What you will do | Check every line of the data and copy the ones where "below" appears.

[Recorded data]
Content starts

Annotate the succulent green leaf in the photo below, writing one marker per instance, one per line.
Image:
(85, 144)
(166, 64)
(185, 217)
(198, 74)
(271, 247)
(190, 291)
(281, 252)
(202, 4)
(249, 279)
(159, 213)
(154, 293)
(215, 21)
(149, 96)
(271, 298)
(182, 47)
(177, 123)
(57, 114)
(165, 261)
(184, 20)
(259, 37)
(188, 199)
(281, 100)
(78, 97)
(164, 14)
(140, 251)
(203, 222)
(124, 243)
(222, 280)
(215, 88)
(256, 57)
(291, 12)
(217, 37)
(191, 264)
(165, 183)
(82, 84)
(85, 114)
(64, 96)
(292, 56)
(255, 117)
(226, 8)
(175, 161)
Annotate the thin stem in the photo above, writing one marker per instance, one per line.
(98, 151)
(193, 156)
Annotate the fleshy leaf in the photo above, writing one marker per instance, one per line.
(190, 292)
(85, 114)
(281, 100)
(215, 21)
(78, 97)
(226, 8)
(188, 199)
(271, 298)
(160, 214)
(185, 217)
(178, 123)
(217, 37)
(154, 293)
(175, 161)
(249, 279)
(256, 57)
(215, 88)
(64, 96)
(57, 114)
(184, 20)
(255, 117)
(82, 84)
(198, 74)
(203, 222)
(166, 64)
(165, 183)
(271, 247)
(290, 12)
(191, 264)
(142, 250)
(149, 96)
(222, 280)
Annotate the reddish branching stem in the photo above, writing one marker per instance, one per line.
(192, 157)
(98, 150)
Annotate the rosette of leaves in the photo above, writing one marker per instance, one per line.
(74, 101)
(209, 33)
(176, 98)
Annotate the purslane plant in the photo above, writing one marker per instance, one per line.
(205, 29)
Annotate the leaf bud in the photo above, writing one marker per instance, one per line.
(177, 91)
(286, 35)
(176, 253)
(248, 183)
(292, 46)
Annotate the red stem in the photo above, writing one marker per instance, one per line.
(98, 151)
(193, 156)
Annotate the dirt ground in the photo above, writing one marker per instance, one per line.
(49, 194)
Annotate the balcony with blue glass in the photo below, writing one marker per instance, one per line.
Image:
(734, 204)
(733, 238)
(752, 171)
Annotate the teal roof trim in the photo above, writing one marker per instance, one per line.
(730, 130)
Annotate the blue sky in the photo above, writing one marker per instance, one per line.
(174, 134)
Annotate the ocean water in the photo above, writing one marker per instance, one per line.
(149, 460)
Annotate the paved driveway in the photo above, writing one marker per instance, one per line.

Content ends

Worked solution |
Annotate the succulent green leaf in the photo below, writing one marker per instance, one per line.
Annotate the balcony with blue glass in the photo below, writing one marker per instance, one per line.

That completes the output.